> [ACTIVITY]: Output, word for word, the lines of this listing that fall between the line with "negative clicks: (378, 204)" and the line with "box: [687, 507, 1031, 649]", counting both of those lines, and no others.

> [DATA PROVIDED]:
________

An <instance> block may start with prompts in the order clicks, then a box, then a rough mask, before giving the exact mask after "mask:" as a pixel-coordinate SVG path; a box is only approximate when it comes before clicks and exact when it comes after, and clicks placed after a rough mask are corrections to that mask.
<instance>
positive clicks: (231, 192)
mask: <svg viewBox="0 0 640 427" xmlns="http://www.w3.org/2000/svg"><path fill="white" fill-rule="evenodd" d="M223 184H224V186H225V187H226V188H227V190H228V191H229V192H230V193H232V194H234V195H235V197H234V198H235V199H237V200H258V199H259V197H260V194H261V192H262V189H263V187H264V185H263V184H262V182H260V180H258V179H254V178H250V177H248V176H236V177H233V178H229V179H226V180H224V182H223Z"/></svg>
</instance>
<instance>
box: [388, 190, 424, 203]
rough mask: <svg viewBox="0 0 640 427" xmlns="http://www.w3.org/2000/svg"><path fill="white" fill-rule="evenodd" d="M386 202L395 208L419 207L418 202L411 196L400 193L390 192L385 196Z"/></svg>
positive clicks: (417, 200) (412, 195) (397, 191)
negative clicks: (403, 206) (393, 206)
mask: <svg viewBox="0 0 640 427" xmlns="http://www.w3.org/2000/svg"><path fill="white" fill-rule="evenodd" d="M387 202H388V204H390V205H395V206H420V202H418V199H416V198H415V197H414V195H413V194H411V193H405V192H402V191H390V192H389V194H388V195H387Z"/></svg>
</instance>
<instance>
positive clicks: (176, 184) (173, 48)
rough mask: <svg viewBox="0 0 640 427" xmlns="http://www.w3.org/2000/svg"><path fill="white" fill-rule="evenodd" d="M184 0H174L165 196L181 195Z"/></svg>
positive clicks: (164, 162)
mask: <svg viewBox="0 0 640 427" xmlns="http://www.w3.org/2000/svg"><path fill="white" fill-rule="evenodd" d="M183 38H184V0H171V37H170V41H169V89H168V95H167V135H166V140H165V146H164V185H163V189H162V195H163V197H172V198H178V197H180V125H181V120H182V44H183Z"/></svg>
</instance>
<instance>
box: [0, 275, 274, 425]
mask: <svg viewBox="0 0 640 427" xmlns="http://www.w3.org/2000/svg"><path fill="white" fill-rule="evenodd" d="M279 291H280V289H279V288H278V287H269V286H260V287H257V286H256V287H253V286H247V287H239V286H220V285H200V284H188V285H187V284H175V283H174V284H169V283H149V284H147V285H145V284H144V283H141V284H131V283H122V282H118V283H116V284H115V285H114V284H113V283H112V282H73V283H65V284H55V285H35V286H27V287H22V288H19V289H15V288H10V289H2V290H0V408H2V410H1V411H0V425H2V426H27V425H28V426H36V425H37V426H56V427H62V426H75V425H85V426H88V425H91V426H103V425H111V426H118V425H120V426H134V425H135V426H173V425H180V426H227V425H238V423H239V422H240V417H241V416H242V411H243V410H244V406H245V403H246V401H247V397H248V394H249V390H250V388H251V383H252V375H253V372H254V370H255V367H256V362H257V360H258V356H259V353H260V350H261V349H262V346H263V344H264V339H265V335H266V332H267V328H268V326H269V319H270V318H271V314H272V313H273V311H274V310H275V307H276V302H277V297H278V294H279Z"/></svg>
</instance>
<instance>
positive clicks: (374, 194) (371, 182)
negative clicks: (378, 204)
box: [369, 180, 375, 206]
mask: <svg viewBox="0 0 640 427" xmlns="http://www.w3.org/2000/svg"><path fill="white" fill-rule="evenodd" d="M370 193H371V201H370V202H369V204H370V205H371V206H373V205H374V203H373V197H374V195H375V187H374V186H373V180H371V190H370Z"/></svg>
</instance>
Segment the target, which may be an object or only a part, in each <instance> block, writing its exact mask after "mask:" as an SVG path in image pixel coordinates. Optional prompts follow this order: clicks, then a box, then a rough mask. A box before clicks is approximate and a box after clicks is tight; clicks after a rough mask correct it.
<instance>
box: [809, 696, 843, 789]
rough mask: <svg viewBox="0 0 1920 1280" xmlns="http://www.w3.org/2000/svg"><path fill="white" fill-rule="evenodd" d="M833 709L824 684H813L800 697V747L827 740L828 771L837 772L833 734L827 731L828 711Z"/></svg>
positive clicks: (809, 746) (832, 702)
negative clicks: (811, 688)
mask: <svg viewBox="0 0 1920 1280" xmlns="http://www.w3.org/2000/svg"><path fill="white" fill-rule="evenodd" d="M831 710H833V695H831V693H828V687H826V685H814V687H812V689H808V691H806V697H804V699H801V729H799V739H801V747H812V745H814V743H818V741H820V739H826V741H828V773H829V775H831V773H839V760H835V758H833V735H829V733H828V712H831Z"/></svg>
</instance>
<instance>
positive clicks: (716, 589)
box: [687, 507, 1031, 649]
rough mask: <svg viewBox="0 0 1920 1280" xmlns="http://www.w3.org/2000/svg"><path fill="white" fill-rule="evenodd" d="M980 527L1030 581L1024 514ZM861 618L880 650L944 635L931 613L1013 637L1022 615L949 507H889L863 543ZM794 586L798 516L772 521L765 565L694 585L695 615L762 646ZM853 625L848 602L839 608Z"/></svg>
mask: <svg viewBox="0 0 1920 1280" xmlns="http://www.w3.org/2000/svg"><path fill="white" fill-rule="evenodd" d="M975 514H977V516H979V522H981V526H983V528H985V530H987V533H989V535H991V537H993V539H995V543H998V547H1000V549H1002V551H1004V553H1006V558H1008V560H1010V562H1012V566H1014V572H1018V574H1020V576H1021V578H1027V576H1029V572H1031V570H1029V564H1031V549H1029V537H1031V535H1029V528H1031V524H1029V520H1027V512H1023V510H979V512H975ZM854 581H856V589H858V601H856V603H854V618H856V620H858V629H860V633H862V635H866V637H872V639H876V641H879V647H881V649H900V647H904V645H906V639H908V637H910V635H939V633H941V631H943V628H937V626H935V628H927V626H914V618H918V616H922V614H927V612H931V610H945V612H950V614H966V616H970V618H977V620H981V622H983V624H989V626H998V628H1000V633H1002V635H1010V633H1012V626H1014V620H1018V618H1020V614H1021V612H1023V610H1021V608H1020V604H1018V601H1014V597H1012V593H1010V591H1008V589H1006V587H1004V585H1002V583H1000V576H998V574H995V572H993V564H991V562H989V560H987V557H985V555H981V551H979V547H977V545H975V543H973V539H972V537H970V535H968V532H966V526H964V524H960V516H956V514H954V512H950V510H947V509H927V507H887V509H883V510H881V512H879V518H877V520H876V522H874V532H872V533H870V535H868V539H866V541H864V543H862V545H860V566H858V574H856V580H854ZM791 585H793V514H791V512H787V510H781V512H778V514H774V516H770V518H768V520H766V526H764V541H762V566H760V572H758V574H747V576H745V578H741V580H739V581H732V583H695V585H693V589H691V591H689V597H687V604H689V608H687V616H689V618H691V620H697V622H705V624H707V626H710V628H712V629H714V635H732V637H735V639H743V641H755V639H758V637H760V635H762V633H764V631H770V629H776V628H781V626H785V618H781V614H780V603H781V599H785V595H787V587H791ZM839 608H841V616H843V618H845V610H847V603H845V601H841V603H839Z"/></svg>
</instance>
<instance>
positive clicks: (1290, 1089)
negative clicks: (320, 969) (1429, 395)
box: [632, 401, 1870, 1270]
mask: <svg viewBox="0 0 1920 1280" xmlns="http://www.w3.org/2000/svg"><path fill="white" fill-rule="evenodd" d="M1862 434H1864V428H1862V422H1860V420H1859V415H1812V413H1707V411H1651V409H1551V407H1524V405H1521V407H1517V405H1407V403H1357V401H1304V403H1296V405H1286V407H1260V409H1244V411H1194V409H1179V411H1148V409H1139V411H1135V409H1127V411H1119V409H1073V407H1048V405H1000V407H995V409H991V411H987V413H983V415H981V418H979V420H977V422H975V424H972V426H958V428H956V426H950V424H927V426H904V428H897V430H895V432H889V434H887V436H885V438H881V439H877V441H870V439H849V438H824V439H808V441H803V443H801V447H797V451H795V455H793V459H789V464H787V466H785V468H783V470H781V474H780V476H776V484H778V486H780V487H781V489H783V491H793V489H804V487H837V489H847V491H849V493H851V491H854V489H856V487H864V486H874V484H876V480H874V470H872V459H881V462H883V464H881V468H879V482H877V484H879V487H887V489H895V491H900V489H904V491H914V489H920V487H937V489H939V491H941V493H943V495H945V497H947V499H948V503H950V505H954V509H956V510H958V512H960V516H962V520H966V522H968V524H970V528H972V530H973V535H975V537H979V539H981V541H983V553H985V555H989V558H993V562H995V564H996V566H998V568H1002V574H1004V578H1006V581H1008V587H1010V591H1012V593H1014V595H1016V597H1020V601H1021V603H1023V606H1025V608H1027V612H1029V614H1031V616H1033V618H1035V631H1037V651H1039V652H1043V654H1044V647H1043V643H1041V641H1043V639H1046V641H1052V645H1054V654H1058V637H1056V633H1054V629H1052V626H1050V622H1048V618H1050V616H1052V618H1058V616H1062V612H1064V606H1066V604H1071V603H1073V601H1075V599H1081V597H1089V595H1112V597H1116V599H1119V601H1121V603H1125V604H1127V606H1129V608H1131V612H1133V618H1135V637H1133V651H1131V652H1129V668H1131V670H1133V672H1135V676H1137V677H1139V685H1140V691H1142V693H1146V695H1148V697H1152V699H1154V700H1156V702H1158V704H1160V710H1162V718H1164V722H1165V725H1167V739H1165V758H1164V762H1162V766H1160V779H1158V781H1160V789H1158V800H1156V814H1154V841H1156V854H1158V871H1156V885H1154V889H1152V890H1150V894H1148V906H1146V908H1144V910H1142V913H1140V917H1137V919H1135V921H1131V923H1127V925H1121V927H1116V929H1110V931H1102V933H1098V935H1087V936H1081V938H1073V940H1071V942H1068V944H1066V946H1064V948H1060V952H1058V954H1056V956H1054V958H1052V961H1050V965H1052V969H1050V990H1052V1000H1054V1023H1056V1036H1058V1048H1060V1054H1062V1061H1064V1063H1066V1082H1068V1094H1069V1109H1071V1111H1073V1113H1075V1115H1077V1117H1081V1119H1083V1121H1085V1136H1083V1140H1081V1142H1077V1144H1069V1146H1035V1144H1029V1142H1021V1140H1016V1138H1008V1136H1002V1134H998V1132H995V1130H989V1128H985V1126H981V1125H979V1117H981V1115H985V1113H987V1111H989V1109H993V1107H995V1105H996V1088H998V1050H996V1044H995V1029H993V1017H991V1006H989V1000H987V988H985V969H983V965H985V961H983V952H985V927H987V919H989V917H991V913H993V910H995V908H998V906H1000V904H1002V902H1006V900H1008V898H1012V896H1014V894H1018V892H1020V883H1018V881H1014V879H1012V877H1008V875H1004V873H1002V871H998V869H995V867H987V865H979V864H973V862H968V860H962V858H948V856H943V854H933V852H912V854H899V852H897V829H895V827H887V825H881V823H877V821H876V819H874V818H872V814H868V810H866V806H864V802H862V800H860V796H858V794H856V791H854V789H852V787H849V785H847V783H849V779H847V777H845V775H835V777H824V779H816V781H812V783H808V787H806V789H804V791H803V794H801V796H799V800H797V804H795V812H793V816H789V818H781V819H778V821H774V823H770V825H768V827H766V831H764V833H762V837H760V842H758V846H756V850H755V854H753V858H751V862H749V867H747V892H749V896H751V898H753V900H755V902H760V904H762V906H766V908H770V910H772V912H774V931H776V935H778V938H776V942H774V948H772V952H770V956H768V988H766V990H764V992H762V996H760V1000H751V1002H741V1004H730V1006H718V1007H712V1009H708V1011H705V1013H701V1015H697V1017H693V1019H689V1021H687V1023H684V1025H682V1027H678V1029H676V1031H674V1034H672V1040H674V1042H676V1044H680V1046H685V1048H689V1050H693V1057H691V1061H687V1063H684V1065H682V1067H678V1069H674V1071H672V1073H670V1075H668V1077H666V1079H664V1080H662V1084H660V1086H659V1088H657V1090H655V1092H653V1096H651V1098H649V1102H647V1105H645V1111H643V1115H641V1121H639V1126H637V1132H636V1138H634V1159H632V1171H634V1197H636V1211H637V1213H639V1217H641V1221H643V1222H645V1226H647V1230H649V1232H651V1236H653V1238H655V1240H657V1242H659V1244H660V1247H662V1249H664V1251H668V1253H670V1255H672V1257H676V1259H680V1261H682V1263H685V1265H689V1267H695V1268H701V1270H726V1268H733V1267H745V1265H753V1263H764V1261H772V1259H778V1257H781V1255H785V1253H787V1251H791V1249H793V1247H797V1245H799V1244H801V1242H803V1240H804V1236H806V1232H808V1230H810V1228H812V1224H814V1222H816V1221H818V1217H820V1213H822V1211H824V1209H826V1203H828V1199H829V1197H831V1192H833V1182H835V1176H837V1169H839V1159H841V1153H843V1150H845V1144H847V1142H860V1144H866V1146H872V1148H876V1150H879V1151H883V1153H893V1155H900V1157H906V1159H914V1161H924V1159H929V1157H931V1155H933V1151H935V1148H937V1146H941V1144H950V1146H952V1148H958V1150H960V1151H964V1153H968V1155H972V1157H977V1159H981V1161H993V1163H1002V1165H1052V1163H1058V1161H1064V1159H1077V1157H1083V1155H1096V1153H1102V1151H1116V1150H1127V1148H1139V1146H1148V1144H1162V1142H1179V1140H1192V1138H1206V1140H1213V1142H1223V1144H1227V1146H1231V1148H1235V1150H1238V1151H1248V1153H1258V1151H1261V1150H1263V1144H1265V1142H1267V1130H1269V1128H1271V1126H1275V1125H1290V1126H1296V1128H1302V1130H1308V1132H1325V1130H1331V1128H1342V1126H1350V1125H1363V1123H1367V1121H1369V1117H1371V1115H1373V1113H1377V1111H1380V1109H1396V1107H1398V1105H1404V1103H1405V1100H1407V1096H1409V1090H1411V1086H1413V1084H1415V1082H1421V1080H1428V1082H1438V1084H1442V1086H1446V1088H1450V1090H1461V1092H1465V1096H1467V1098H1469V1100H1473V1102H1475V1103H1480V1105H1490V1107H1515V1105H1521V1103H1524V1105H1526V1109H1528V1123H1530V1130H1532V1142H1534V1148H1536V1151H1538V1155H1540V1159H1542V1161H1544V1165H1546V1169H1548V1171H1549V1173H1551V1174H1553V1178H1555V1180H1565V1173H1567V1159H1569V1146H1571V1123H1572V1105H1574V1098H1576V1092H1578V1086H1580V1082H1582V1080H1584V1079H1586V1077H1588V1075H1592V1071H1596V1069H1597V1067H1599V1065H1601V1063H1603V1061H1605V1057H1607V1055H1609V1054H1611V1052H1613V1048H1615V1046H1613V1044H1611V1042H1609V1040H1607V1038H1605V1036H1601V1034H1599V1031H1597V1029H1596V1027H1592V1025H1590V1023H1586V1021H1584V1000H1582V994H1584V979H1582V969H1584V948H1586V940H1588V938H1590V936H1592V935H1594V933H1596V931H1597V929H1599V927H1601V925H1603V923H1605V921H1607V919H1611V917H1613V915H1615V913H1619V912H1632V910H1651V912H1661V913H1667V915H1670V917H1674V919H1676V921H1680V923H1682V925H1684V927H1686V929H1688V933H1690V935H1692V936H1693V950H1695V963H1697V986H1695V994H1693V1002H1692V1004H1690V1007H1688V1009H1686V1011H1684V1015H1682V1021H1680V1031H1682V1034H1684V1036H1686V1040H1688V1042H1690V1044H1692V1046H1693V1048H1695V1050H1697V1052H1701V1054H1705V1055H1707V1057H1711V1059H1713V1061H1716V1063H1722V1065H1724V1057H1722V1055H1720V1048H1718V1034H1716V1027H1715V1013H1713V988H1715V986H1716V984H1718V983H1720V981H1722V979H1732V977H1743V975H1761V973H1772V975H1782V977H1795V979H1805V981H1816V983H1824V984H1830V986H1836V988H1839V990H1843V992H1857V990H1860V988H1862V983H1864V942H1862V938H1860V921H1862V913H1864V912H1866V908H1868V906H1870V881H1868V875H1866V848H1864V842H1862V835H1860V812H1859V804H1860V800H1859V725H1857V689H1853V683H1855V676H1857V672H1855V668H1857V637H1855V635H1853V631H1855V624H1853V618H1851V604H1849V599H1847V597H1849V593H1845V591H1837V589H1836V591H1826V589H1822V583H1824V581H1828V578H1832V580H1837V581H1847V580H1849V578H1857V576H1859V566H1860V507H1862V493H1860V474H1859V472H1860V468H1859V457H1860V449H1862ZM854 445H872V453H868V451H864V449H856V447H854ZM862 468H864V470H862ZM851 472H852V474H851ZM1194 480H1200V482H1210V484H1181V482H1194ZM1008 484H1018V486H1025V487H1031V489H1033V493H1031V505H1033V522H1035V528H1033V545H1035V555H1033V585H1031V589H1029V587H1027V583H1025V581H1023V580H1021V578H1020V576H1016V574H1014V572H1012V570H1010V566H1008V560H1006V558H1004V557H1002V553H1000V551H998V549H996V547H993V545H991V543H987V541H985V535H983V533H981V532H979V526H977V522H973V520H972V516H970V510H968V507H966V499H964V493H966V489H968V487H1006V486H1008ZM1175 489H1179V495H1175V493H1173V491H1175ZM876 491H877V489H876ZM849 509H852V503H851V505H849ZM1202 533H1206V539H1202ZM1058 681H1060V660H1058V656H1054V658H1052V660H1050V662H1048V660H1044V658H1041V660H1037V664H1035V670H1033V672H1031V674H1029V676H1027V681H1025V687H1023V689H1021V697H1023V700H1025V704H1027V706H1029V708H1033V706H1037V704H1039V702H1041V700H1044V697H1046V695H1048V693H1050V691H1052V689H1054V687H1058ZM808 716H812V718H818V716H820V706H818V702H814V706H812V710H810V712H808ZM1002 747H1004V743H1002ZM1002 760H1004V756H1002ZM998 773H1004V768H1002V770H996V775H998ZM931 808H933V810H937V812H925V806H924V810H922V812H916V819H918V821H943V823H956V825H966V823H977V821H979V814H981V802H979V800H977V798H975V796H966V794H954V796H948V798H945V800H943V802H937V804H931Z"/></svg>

________

> [EXERCISE SOLUTION]:
negative clicks: (378, 204)
box: [369, 180, 375, 206]
mask: <svg viewBox="0 0 640 427" xmlns="http://www.w3.org/2000/svg"><path fill="white" fill-rule="evenodd" d="M370 193H371V201H370V202H369V204H370V205H371V206H373V205H374V203H373V197H374V195H375V187H374V186H373V180H371V190H370Z"/></svg>
</instance>
Segment the target, which may be an object or only a part, in each <instance> block, writing its exact mask after "mask:" as an SVG path in image pixel coordinates. Optional prompts follow this order: clicks, then a box, then a rough mask. A box before clicks is approximate and a box after clicks is tight; clicks after a rough mask correct it.
<instance>
box: [809, 696, 843, 789]
rough mask: <svg viewBox="0 0 1920 1280" xmlns="http://www.w3.org/2000/svg"><path fill="white" fill-rule="evenodd" d="M833 709L824 684H813L800 697V747L827 740L828 771L837 772L833 734L827 731L828 711Z"/></svg>
positive clicks: (809, 746) (832, 702)
negative clicks: (811, 688)
mask: <svg viewBox="0 0 1920 1280" xmlns="http://www.w3.org/2000/svg"><path fill="white" fill-rule="evenodd" d="M831 710H833V695H831V693H828V687H826V685H814V687H812V689H808V691H806V697H804V699H801V729H799V739H801V747H812V745H814V743H818V741H820V739H826V741H828V773H829V775H831V773H839V760H835V758H833V735H829V733H828V712H831Z"/></svg>
</instance>
<instance>
positive clicks: (716, 589)
box: [687, 507, 1031, 649]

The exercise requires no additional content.